_DIRECTIONS FOR THIS TASK_
Your task is to copy the material exactly.
━━━━━ DATA RECORDS ━━━━━
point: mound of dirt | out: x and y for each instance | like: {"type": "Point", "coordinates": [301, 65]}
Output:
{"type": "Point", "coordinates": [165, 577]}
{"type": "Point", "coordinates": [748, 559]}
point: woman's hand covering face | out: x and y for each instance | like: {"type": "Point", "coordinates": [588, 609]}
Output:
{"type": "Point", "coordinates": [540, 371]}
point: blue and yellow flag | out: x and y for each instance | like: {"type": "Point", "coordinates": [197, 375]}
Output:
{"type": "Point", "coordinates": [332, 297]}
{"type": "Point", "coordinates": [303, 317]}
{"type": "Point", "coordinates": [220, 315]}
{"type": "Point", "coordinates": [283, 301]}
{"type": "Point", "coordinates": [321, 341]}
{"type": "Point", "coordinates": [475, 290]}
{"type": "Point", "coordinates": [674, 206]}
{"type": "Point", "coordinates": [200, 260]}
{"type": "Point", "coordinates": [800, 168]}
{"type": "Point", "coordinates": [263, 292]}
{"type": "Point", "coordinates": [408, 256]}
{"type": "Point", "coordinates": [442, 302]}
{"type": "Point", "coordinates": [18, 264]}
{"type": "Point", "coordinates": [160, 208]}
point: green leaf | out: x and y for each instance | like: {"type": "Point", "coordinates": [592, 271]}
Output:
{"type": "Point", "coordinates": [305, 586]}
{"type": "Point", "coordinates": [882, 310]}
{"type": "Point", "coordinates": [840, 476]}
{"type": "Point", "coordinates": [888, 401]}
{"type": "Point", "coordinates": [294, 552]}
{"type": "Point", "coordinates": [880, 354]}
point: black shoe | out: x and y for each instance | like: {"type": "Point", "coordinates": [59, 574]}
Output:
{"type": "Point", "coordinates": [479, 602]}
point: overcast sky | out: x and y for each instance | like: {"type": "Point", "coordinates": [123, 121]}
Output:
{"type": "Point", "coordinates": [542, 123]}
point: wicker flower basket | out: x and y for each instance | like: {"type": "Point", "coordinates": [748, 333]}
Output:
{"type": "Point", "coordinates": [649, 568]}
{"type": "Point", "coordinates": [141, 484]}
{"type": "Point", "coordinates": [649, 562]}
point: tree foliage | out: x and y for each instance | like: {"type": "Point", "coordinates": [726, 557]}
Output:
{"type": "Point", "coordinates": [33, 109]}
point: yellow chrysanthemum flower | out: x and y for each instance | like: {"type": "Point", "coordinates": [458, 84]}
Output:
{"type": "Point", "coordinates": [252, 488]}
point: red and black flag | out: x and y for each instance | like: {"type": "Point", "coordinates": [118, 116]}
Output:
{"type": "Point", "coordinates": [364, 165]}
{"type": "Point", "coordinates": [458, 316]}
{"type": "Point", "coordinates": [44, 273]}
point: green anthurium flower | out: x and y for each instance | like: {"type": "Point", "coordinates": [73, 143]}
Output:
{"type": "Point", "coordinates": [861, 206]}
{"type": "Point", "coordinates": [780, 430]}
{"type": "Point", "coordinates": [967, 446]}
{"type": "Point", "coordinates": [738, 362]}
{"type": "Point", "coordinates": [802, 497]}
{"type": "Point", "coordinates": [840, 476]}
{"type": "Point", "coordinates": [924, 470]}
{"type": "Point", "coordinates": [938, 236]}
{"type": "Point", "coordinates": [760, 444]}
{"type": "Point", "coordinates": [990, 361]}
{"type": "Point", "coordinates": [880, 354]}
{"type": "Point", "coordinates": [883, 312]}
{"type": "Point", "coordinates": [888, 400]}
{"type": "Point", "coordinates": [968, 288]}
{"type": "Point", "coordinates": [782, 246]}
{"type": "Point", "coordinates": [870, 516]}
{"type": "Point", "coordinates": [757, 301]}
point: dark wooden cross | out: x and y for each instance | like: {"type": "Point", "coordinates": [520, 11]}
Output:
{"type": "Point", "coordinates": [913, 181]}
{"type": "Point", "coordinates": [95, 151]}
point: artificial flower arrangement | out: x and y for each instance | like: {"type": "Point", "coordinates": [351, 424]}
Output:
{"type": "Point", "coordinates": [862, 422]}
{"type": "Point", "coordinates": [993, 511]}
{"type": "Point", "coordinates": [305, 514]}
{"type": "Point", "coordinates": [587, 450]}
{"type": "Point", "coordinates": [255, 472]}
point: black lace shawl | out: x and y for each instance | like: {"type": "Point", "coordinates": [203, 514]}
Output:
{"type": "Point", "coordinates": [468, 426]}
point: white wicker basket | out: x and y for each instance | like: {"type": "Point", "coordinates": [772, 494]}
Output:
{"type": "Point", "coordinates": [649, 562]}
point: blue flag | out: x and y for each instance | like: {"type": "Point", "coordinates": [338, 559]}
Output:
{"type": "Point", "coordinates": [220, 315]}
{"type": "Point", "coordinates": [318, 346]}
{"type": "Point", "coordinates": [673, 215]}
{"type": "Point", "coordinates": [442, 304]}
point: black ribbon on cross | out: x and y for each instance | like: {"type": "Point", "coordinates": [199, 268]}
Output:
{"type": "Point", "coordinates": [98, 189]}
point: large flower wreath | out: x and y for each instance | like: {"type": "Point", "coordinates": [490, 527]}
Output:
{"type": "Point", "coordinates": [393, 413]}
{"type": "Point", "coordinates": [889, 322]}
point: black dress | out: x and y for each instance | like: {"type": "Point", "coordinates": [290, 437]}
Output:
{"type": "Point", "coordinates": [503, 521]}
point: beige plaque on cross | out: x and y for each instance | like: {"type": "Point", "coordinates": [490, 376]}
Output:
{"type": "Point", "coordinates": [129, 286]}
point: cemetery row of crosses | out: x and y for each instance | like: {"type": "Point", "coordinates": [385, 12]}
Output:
━━━━━
_RESPONSE TO THE EXERCISE_
point: mound of dirt | out: x and y for each instance | like: {"type": "Point", "coordinates": [301, 65]}
Output:
{"type": "Point", "coordinates": [165, 577]}
{"type": "Point", "coordinates": [748, 559]}
point: woman's hand covering face | out: x and y for each instance | like: {"type": "Point", "coordinates": [588, 609]}
Output:
{"type": "Point", "coordinates": [540, 371]}
point: blue and yellow flag | out: x and y for each instance | like: {"type": "Point", "coordinates": [197, 375]}
Output:
{"type": "Point", "coordinates": [332, 297]}
{"type": "Point", "coordinates": [303, 317]}
{"type": "Point", "coordinates": [220, 315]}
{"type": "Point", "coordinates": [283, 301]}
{"type": "Point", "coordinates": [321, 341]}
{"type": "Point", "coordinates": [475, 290]}
{"type": "Point", "coordinates": [674, 206]}
{"type": "Point", "coordinates": [200, 260]}
{"type": "Point", "coordinates": [800, 168]}
{"type": "Point", "coordinates": [263, 292]}
{"type": "Point", "coordinates": [408, 256]}
{"type": "Point", "coordinates": [442, 302]}
{"type": "Point", "coordinates": [18, 264]}
{"type": "Point", "coordinates": [160, 208]}
point: green leaf | out: x and y for each instance | like: {"type": "Point", "coordinates": [592, 271]}
Output:
{"type": "Point", "coordinates": [305, 586]}
{"type": "Point", "coordinates": [882, 310]}
{"type": "Point", "coordinates": [840, 476]}
{"type": "Point", "coordinates": [888, 401]}
{"type": "Point", "coordinates": [294, 552]}
{"type": "Point", "coordinates": [880, 354]}
point: black shoe | out: x and y for each instance | like: {"type": "Point", "coordinates": [59, 574]}
Output:
{"type": "Point", "coordinates": [479, 602]}
point: overcast sky | out: x and y for each instance | like: {"type": "Point", "coordinates": [123, 121]}
Output:
{"type": "Point", "coordinates": [542, 123]}
point: wicker flower basket | out: x and y for each instance | like: {"type": "Point", "coordinates": [748, 333]}
Output:
{"type": "Point", "coordinates": [649, 568]}
{"type": "Point", "coordinates": [141, 484]}
{"type": "Point", "coordinates": [649, 562]}
point: tree foliage | out: x and y for each instance | like: {"type": "Point", "coordinates": [726, 557]}
Output:
{"type": "Point", "coordinates": [33, 109]}
point: yellow chrysanthemum flower | out: x and y for each instance | like: {"type": "Point", "coordinates": [458, 84]}
Output:
{"type": "Point", "coordinates": [252, 488]}
point: red and black flag | out: x and y for each instance | like: {"type": "Point", "coordinates": [118, 116]}
Output:
{"type": "Point", "coordinates": [364, 165]}
{"type": "Point", "coordinates": [458, 316]}
{"type": "Point", "coordinates": [44, 273]}
point: green anthurium flower | out: x and y for each instance | like: {"type": "Point", "coordinates": [73, 143]}
Output:
{"type": "Point", "coordinates": [861, 206]}
{"type": "Point", "coordinates": [780, 430]}
{"type": "Point", "coordinates": [967, 446]}
{"type": "Point", "coordinates": [738, 362]}
{"type": "Point", "coordinates": [802, 497]}
{"type": "Point", "coordinates": [840, 476]}
{"type": "Point", "coordinates": [924, 470]}
{"type": "Point", "coordinates": [938, 236]}
{"type": "Point", "coordinates": [760, 444]}
{"type": "Point", "coordinates": [990, 361]}
{"type": "Point", "coordinates": [880, 354]}
{"type": "Point", "coordinates": [883, 312]}
{"type": "Point", "coordinates": [888, 400]}
{"type": "Point", "coordinates": [968, 288]}
{"type": "Point", "coordinates": [782, 246]}
{"type": "Point", "coordinates": [870, 516]}
{"type": "Point", "coordinates": [757, 301]}
point: dark wooden cross | out: x and y for each instance | like: {"type": "Point", "coordinates": [520, 11]}
Output:
{"type": "Point", "coordinates": [913, 181]}
{"type": "Point", "coordinates": [95, 151]}
point: artificial flower arrangement | out: x and y for each instance | like: {"type": "Point", "coordinates": [351, 424]}
Output:
{"type": "Point", "coordinates": [862, 422]}
{"type": "Point", "coordinates": [993, 511]}
{"type": "Point", "coordinates": [305, 514]}
{"type": "Point", "coordinates": [587, 450]}
{"type": "Point", "coordinates": [255, 472]}
point: black lace shawl | out: x and y for each instance | like: {"type": "Point", "coordinates": [203, 514]}
Output:
{"type": "Point", "coordinates": [468, 426]}
point: white wicker basket | out: x and y for each instance | like: {"type": "Point", "coordinates": [772, 494]}
Output:
{"type": "Point", "coordinates": [649, 562]}
point: blue flag | out: x and y for each instance | like: {"type": "Point", "coordinates": [338, 559]}
Output:
{"type": "Point", "coordinates": [220, 315]}
{"type": "Point", "coordinates": [318, 346]}
{"type": "Point", "coordinates": [673, 215]}
{"type": "Point", "coordinates": [442, 304]}
point: black ribbon on cross | out: x and y for each instance | like: {"type": "Point", "coordinates": [199, 268]}
Output:
{"type": "Point", "coordinates": [98, 189]}
point: large flower wreath | out: x and y for each instance | like: {"type": "Point", "coordinates": [490, 527]}
Output:
{"type": "Point", "coordinates": [393, 413]}
{"type": "Point", "coordinates": [889, 322]}
point: black dress | out: x and y for each instance | like: {"type": "Point", "coordinates": [290, 437]}
Output:
{"type": "Point", "coordinates": [503, 521]}
point: beige plaque on cross | out: x and y for each instance | like: {"type": "Point", "coordinates": [490, 376]}
Output:
{"type": "Point", "coordinates": [129, 286]}
point: cemetery row of crosses | out: x and y for each instance | like: {"type": "Point", "coordinates": [385, 12]}
Output:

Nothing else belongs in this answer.